(TEXTO FORNECIDO):
::::

Há pessoas que foram ferradas pela necessidade de escrever, o fogo, a doença incurável do texto que não lhes vai largar nunca, pois não é desenho a lápis sobre a pele, mas cicatriz exposta imune a cirurgia plástica. Escrevem desabafos, impressões, opiniões, historietas, esboços de poema, coisas que não sabem classificar e vão lançando no papel, no face book ou em blogs, estes sucessores dos cadernos de notas. Entre a baboseira, há muito talento cru brotando nessas instâncias.

Em determinado momento é preciso que essas pessoas, geralmente jovens, deem três passos. O primeiro é juntar seus escritos e começar a revê-los um a um.O segundo é colher a opinião crítica de alguém mais experiente nos tratos do texto, repassando tudo. O terceiro passo é organizar um programa de leitura bem centrado. A partir daí se abre o olho crítico sobre o próprio trabalho, monta-se a oficina, trilha-se o aprimoramento e se vai tendendo a um ou outro gênero literário. É um processo lento que exige continuidade. Os que nele se iniciam, ouçam a advertência de Graciliano Ramos em Linhas Tortas:

“Deve-se escrever como as lavadeiras de lá de Alagoas, particularmente as de Palmeira dos Índios, fazem com a roupa que estão lavando”
“Elas começam dando uma primeira lavada. Molham o pano na beira do rio ou do riacho, torcem, molham novamente, torcem, enxáguam, mais uma molhada, outra enxaguada. Em seguida põem-se a bater o pano na laje ou pedra limpa. E tome torcedura: torcem, até não pingar do pano uma só gota. E somente aí é que penduram a roupa na corda. Pois quem escreve devia fazer a mesma coisa. Enxaguar e enxaguar. Palavra não foi feita para enfeitar, como bandeirinha de festa. Palavra foi feita para dizer”

::::

(DADOS APRESENTADOS):
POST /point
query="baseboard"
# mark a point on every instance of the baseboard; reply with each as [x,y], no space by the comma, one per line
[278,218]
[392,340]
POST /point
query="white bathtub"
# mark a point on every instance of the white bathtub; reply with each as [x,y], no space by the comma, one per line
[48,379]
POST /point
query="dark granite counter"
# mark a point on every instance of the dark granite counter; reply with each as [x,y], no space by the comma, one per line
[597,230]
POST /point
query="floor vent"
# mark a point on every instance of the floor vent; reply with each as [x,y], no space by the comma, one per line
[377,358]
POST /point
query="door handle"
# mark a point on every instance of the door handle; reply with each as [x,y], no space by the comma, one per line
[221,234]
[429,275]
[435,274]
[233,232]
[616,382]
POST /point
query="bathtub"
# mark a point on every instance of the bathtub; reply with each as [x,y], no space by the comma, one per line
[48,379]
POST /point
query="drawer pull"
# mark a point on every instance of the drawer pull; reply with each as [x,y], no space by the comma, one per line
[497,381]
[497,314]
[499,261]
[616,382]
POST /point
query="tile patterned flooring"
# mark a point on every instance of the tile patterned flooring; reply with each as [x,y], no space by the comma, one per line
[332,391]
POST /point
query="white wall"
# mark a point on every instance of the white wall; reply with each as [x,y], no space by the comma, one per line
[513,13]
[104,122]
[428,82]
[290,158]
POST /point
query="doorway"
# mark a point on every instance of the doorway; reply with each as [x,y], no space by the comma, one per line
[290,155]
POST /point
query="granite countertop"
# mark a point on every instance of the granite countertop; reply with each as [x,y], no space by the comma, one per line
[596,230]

::::

(EXPLORANDO O MATERIAL):
**A.** Transcreva, do texto sobre a escrita, tudo o que vai desde "Há pessoas que" até "brotando nessas instâncias.".
**B.** De acordo com o texto sobre a escrita, qual é o primeiro dos três passos que essas pessoas precisam dar?
Os registros são um material à parte, sem relação com o texto.

(RESPOSTAS POR TAREFA):
**A.**
Há pessoas que foram ferradas pela necessidade de escrever, o fogo, a doença incurável do texto que não lhes vai largar nunca, pois não é desenho a lápis sobre a pele, mas cicatriz exposta imune a cirurgia plástica. Escrevem desabafos, impressões, opiniões, historietas, esboços de poema, coisas que não sabem classificar e vão lançando no papel, no face book ou em blogs, estes sucessores dos cadernos de notas. Entre a baboseira, há muito talento cru brotando nessas instâncias.

**B.** Juntar seus escritos e começar a revê-los um a um.